WHAT IS NEEDED | Going line by line through the data below, how many lines contain the word "each"? Give only the number.

· · ·

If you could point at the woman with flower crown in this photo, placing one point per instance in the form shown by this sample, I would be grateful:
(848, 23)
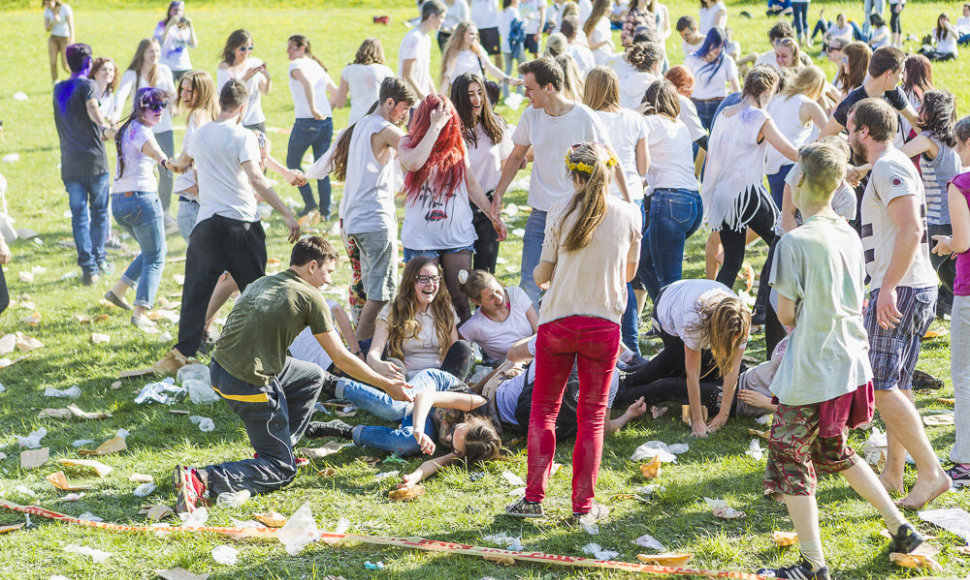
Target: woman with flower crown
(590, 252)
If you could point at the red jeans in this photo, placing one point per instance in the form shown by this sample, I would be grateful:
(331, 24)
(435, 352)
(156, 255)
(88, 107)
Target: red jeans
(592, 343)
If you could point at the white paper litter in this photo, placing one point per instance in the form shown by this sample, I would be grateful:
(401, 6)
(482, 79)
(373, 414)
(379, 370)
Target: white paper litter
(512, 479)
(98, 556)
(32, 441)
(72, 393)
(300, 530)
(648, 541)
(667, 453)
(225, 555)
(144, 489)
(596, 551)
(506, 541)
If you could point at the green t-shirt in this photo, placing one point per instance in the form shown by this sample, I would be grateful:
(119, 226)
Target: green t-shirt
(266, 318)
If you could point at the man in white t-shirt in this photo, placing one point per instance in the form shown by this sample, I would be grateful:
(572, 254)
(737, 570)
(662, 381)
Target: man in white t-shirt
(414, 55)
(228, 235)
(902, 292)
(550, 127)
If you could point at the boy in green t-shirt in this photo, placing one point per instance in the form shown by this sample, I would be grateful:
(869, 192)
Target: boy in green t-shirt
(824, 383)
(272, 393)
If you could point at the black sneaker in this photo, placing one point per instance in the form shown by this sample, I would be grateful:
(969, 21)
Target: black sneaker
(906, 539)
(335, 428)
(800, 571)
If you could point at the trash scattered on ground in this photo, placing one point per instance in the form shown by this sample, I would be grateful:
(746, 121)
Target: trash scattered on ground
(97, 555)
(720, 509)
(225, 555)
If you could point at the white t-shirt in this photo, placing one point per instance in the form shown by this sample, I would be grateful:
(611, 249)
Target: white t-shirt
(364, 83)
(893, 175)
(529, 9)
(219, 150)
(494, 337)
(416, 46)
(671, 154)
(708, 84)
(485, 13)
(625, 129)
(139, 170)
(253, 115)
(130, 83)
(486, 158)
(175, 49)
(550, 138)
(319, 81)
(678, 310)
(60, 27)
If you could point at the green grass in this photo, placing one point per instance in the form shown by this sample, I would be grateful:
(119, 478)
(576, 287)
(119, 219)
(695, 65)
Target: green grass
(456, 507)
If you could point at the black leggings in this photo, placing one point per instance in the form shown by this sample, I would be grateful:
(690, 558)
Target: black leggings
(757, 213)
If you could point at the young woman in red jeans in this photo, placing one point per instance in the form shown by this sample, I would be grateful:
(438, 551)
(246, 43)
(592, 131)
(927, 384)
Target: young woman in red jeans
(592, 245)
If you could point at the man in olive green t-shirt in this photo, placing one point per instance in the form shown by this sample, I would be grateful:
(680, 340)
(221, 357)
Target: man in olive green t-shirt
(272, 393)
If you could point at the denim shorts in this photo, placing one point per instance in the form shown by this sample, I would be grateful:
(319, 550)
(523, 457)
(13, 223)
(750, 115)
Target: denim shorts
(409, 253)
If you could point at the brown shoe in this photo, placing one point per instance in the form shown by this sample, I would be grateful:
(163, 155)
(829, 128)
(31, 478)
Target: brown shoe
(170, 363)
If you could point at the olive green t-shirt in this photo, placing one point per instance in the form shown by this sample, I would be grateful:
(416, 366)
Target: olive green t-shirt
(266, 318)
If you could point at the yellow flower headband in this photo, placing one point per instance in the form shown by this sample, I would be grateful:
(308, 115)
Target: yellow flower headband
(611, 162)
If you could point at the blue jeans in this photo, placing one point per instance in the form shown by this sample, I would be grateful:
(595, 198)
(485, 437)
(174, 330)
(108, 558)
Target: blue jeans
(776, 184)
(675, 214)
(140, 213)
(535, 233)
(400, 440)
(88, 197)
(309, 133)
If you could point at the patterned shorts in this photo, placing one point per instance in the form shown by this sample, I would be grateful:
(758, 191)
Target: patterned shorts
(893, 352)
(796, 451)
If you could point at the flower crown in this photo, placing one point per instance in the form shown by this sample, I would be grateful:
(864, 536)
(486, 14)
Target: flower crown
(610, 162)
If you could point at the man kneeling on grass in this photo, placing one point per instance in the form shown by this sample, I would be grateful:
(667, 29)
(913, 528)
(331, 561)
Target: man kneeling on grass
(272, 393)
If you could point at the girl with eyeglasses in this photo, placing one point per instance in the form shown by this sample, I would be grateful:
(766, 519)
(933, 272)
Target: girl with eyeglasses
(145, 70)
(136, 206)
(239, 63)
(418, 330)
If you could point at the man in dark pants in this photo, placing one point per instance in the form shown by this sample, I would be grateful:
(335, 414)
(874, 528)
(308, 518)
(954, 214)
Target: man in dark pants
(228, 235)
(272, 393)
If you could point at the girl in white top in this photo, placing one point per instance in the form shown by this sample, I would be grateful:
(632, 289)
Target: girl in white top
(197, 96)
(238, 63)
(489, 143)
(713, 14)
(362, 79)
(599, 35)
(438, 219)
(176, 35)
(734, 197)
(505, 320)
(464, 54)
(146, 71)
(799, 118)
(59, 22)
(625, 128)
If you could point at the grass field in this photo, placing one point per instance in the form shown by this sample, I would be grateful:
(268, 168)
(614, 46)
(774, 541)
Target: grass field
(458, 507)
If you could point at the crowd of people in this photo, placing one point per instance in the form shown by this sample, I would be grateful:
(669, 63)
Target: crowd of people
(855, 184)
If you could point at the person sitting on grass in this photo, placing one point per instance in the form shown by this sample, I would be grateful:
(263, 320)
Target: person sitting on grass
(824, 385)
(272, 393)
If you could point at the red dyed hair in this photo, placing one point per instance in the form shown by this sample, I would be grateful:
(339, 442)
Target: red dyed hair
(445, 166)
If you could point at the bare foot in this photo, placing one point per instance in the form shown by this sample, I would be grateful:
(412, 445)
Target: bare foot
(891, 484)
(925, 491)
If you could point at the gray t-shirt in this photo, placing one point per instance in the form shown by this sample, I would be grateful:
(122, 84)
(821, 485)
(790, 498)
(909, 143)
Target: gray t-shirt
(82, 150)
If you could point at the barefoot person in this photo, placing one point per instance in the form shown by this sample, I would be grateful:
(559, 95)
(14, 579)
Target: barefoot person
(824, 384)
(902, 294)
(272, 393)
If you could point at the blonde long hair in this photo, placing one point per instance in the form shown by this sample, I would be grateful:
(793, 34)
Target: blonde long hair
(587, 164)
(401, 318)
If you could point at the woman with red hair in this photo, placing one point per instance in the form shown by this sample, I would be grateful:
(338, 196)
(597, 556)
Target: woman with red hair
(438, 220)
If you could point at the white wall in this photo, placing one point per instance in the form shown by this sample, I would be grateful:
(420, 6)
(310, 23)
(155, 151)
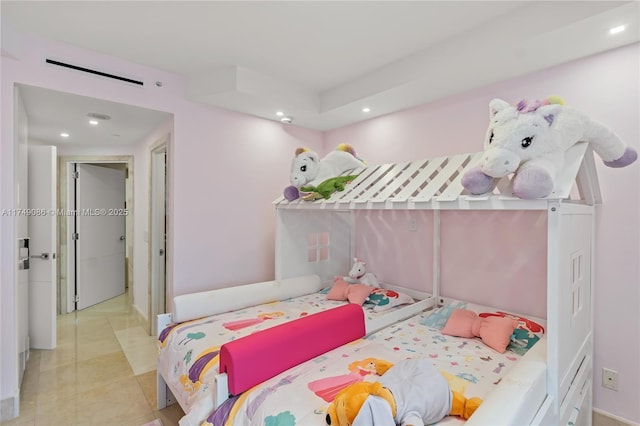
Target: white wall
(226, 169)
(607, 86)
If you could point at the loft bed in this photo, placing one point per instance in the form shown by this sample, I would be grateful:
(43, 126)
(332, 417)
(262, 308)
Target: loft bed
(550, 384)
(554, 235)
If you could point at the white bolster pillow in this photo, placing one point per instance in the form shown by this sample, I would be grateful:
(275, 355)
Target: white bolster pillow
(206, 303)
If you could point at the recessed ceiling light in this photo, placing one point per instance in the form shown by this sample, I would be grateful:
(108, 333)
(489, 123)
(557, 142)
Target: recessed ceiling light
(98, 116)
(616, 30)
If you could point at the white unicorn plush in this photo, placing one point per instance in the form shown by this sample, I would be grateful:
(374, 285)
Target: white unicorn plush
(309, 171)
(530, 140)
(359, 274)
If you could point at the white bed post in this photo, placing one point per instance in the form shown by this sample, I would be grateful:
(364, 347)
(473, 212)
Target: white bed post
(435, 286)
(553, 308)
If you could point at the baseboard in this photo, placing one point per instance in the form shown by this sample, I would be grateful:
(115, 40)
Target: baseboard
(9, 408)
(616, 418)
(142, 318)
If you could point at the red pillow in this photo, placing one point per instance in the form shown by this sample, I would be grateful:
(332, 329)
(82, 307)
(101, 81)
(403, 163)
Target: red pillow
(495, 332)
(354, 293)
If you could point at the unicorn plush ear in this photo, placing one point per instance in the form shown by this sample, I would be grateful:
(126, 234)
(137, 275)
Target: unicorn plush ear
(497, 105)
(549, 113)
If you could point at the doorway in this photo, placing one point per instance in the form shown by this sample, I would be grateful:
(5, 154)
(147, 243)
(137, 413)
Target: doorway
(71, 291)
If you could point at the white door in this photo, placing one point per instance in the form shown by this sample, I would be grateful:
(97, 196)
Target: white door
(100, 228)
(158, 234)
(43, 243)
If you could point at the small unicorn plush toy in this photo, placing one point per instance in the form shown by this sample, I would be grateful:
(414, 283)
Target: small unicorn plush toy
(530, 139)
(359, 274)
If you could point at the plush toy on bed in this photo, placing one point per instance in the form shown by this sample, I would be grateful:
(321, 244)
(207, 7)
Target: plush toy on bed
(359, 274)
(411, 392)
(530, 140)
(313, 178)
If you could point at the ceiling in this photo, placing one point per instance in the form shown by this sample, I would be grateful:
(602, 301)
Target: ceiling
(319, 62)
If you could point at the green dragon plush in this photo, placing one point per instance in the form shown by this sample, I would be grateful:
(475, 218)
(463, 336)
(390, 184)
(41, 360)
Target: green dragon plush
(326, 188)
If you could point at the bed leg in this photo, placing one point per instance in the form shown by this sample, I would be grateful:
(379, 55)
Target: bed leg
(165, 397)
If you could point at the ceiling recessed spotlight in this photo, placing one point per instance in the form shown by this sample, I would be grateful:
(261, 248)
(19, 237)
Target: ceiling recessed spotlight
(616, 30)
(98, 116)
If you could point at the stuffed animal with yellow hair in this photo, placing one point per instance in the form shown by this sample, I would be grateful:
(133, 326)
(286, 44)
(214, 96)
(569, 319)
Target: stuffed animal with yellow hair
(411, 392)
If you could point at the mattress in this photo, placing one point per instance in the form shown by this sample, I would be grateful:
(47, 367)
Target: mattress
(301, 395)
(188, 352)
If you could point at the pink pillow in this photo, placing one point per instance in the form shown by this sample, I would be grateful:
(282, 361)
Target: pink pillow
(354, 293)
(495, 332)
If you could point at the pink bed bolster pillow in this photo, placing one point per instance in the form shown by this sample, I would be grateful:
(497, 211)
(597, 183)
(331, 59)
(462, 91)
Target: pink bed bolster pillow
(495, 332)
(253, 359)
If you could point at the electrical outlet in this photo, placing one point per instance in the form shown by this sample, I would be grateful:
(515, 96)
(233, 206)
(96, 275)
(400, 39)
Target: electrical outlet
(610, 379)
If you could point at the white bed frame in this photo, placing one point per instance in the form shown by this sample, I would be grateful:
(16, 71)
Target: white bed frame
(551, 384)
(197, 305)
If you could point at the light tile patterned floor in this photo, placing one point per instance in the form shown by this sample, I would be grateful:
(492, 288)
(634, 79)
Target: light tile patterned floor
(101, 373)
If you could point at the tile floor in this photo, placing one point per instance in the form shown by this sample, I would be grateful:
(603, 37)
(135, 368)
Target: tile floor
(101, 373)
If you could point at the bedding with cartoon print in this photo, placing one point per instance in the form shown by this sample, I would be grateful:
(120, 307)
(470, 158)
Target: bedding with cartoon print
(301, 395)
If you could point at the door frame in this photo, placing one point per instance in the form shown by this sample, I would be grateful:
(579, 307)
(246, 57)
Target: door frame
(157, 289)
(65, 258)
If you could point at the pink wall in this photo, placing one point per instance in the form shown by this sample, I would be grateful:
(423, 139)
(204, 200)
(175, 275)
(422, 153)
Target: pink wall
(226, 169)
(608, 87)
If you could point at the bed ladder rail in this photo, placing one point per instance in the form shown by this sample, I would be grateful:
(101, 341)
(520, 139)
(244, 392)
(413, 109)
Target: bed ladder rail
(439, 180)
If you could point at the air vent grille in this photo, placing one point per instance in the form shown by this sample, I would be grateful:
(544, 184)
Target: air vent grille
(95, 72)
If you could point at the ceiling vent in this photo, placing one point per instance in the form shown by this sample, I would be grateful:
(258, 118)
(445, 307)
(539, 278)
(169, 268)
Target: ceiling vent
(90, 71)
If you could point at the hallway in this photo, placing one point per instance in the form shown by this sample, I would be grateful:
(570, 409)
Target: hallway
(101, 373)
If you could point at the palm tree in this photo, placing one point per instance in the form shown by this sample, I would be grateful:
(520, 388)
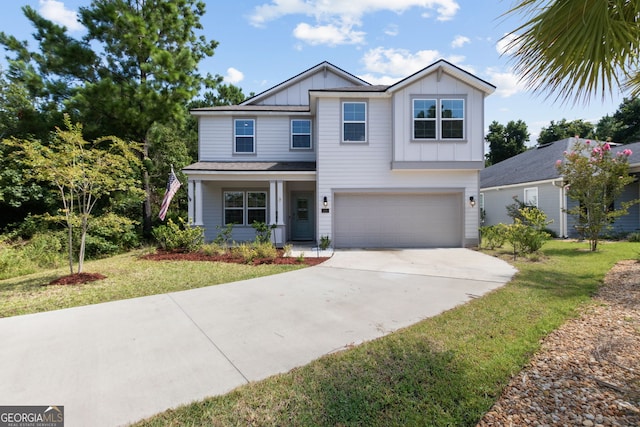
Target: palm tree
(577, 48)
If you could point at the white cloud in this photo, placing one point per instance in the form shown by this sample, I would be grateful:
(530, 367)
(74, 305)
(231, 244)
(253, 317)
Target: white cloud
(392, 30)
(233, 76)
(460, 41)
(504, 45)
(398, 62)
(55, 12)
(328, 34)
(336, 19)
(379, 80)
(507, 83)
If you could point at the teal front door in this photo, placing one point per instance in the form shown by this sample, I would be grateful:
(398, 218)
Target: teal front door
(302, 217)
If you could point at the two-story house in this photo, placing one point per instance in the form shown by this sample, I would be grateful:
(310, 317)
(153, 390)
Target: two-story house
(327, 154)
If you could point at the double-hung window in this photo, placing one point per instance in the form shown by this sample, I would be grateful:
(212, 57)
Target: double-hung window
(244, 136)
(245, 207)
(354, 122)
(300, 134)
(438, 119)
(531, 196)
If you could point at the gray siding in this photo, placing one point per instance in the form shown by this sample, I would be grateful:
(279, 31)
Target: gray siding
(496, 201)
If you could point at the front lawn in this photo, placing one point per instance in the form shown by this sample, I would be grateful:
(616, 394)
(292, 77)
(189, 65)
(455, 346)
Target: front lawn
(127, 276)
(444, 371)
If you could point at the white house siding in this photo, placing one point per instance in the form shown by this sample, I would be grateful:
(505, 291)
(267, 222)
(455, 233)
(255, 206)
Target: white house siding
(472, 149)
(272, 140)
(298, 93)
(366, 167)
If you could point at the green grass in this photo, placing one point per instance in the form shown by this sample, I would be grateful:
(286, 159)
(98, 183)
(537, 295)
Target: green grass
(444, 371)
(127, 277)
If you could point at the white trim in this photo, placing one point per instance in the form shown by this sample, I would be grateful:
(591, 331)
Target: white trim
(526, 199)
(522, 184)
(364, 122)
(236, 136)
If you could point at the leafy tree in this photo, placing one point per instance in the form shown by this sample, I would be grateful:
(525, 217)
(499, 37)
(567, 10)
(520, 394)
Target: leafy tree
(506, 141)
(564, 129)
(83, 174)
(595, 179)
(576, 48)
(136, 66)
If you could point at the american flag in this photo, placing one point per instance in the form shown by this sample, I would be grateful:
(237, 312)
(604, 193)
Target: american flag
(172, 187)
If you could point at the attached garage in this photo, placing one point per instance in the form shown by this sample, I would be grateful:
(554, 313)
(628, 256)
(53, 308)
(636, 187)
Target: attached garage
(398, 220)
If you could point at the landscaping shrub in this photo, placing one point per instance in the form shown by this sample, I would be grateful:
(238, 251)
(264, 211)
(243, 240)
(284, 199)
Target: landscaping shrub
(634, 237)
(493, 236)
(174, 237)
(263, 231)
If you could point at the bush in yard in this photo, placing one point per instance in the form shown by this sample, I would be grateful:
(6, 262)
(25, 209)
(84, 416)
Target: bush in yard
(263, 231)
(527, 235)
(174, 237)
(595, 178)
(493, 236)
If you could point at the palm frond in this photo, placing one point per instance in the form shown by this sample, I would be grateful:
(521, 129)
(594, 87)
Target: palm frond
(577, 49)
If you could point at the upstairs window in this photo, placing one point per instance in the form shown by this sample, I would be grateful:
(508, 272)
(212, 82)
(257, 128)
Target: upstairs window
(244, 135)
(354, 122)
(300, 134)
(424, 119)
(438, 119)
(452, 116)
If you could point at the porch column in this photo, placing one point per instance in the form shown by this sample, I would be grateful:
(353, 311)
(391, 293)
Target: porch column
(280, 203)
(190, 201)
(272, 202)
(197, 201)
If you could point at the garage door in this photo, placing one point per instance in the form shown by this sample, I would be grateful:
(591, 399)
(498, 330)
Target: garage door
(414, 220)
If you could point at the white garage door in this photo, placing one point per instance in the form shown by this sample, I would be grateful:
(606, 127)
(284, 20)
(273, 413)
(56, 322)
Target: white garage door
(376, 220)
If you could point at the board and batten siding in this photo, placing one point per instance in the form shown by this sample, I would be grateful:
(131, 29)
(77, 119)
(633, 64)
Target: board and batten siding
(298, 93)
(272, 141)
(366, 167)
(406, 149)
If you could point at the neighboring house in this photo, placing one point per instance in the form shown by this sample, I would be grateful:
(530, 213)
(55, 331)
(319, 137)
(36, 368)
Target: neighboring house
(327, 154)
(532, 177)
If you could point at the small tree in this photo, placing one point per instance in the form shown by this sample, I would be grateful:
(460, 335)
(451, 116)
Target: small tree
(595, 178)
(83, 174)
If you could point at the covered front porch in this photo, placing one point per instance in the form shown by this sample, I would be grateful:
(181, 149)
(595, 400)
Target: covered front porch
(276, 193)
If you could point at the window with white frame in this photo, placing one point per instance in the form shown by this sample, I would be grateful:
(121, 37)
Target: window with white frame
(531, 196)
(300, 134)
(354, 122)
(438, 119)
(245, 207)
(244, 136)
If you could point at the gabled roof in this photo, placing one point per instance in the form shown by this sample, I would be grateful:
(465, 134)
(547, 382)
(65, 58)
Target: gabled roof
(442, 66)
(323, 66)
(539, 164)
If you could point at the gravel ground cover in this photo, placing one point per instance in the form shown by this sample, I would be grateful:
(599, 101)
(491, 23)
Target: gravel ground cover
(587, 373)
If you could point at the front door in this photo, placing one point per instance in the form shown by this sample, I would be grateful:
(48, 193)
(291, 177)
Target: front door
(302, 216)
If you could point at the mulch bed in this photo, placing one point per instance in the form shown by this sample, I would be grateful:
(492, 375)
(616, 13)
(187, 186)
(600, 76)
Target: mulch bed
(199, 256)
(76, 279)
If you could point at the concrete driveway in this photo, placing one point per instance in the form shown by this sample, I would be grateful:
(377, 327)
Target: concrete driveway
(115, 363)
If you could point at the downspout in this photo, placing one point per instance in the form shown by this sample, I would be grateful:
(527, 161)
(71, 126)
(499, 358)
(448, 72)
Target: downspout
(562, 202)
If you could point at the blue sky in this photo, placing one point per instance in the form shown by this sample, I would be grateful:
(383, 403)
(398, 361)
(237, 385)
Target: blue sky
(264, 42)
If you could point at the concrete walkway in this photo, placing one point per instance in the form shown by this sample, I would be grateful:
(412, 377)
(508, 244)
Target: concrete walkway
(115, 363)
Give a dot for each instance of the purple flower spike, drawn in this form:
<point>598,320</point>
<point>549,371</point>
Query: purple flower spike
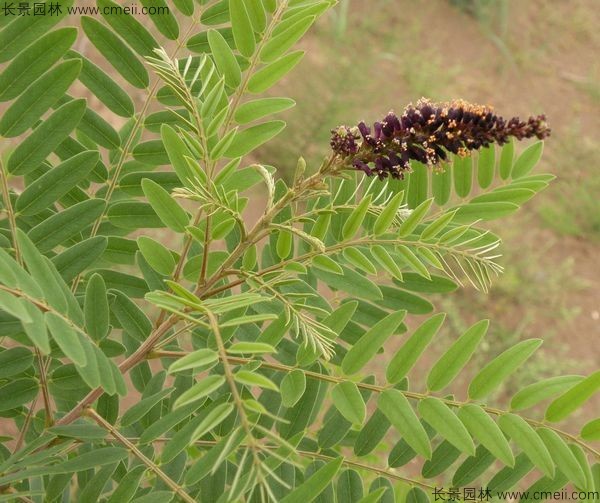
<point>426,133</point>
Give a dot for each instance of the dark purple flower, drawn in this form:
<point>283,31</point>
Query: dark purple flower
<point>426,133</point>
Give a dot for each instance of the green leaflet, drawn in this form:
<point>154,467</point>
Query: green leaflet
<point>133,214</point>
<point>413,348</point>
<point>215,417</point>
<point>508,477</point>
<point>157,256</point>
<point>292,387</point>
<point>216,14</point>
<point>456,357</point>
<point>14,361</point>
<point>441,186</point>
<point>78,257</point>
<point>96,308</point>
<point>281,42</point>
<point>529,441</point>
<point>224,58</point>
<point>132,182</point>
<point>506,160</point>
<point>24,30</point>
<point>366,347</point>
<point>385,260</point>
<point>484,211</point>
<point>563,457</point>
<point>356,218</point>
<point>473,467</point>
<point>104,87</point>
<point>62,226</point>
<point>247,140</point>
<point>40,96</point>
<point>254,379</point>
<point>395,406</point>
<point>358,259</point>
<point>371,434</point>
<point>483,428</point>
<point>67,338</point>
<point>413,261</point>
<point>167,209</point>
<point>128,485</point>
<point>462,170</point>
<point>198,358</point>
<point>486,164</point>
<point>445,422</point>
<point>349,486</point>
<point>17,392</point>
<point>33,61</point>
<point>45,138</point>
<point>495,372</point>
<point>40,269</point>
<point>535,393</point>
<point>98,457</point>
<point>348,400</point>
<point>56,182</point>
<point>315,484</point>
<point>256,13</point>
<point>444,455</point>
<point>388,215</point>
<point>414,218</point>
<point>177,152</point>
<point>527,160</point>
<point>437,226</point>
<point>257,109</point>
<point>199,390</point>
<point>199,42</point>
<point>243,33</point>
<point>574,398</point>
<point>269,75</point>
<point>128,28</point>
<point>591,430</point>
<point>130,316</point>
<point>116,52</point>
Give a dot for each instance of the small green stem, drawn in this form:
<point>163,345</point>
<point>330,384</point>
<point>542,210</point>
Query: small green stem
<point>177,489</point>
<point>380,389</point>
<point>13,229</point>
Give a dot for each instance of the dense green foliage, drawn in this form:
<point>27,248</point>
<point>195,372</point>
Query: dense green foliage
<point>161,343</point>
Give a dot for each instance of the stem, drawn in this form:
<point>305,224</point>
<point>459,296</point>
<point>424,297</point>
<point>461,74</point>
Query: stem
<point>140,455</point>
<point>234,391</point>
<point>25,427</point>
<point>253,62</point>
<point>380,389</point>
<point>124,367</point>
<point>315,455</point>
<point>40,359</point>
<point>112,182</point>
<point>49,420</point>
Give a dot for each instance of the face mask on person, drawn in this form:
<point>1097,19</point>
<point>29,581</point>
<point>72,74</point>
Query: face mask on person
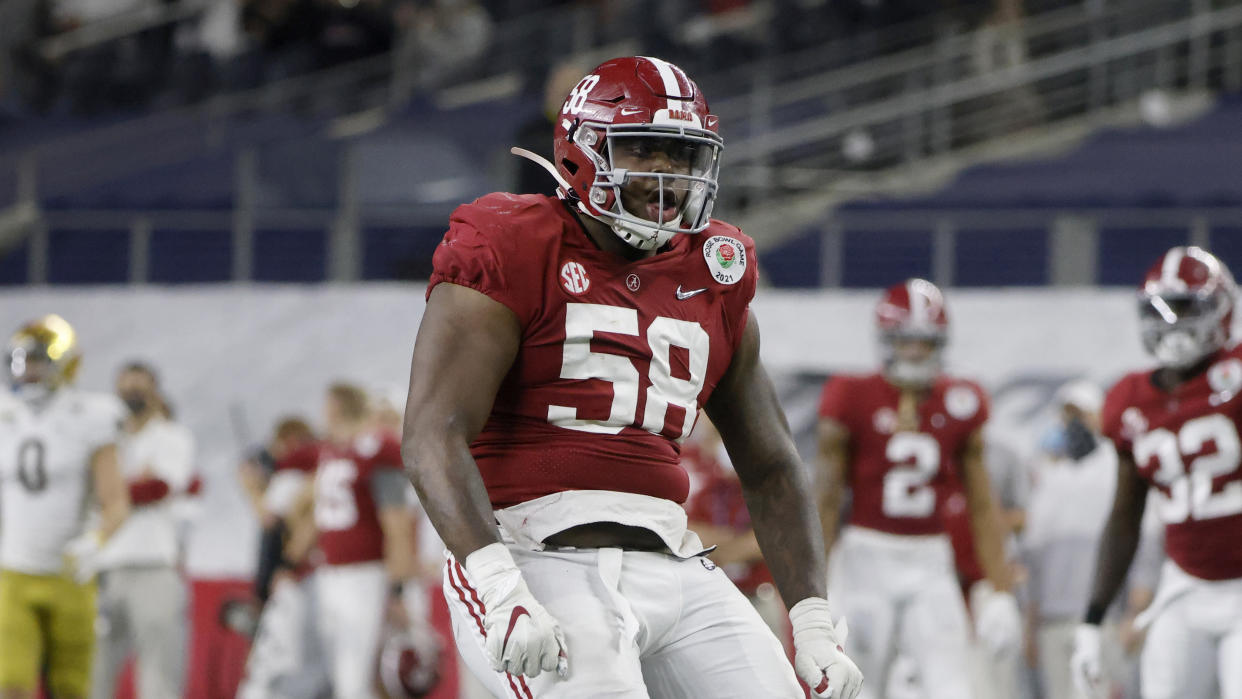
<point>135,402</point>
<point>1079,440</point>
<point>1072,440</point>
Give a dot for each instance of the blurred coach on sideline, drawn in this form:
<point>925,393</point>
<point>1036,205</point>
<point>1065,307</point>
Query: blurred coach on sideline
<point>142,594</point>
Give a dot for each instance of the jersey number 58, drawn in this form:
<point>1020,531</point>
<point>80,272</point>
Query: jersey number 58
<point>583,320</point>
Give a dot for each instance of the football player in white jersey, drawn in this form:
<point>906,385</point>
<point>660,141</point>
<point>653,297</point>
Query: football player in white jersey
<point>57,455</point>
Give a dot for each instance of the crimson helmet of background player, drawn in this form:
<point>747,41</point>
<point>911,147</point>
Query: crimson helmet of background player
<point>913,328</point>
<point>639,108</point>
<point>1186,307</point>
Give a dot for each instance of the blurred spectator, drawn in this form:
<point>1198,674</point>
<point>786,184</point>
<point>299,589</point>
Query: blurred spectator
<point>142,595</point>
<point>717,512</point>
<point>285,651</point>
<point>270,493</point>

· · ·

THE ANSWER | 12